Source document >>
Chemistry
Electro-reduction of carbon dioxide at low over-potential at a metal-organic framework decorated cathode
X. Kang, L. Li, et al.
Discover a groundbreaking approach to the electrochemical reduction of carbon dioxide using a unique copper-electrode decorated with a metal-organic framework. This innovative research, conducted by Xinchen Kang and colleagues at the University of Manchester and the Chinese Academy of Sciences, reveals significant advancements in converting CO₂ to formic acid efficiently and with high Faradaic efficiency.
~3 min • Beginner • English
Introduction
Rising atmospheric CO₂ levels drive efforts in carbon capture, storage, and conversion technologies. Electrochemical CO₂ reduction is promising due to mild operating conditions but is challenged by the high stability of the CO₂ molecule and the large overpotentials required to activate it. Copper-based electrodes can reduce CO₂ to diverse products (CO, formic acid, C₂+ products). Formic acid is an important C₁ product used industrially and as a fuel cell feed. Mechanistically, CO₂ electroreduction on Cu can proceed via O-bound HCOO⁻ or C-bound −COOH intermediates; the O-bound pathway can enhance selectivity toward formic acid. However, achieving high selectivity at low overpotentials is difficult, and high negative potentials can reduce and degrade Cu-based catalysts. Metal–organic frameworks (MOFs) offer high surface areas and tunable structures for catalysis, but highly crystalline MOFs often have low charge-transfer ability and fully coordinated, less accessible metal sites. Introducing accessible metal sites and enhancing charge transfer in MOFs are key to efficient electrocatalysis. This study investigates an ionic-liquid-templated, electrosynthesized Cu-MOF coating on Cu foam designed to introduce Cu(II) defect sites to lower onset potential and enhance selectivity for CO₂-to-formic-acid conversion.
Literature Review
Prior work shows Cu electrodes can produce CO, formate/formic acid, and multi-carbon products from CO₂, with selectivity influenced by intermediates (O-bound HCOO⁻ vs C-bound −COOH). Formic acid is valuable for industrial applications and fuel cells. Emerging catalysts have achieved reduced overpotentials for formate formation, including Cu-porphyrin MOFs. MOFs are attractive for gas adsorption and catalysis owing to high surface area and tunable structures, and have been explored for H₂/O₂ electrocatalysis and CO₂ reduction. However, many crystalline MOFs possess fully coordinated metal centers and poor charge transport, limiting their electrocatalytic activity. Defect engineering, incorporation of accessible metal sites, and improved electrical contact with conductive supports have been proposed to overcome these limitations. The HKUST-1 benchmark system and other Cu-MOFs highlight the role of morphology and conductivity in performance, but stability and competitive hydrogen evolution remain challenges. This work builds on templated electrosynthesis to integrate mesopores and defects, aiming to enhance CO₂ activation and selectivity toward formic acid at low overpotentials.

Material provided >>
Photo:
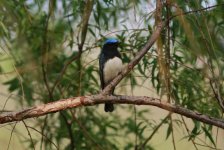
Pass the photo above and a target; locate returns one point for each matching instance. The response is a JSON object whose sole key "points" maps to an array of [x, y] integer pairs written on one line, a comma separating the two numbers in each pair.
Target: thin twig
{"points": [[31, 139], [154, 131], [11, 135]]}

Activity list >>
(a) Summarize the CO₂ reduction article in two sentences.
(b) According to the CO₂ reduction article, which intermediates can CO₂ electroreduction on Cu proceed through?
(c) Write out the passage of the CO₂ reduction article from "Discover a groundbreaking" to "high Faradaic efficiency.".
None of the data is needed here.

Answers to this exercise >>
(a) The CO₂ reduction article describes an ionic-liquid-templated, electrosynthesized Cu-MOF coating on Cu foam that is designed to introduce Cu(II) defect sites, lower the onset potential and enhance selectivity for converting CO₂ to formic acid. It notes that electrochemical CO₂ reduction is challenged by the high stability of the CO₂ molecule and the large overpotentials needed to activate it, and that highly crystalline MOFs often have low charge-transfer ability and fully coordinated, less accessible metal sites.

(b) It can proceed through O-bound HCOO⁻ or C-bound −COOH intermediates.

(c)
Discover a groundbreaking approach to the electrochemical reduction of carbon dioxide using a unique copper-electrode decorated with a metal-organic framework. This innovative research, conducted by Xinchen Kang and colleagues at the University of Manchester and the Chinese Academy of Sciences, reveals significant advancements in converting CO₂ to formic acid efficiently and with high Faradaic efficiency.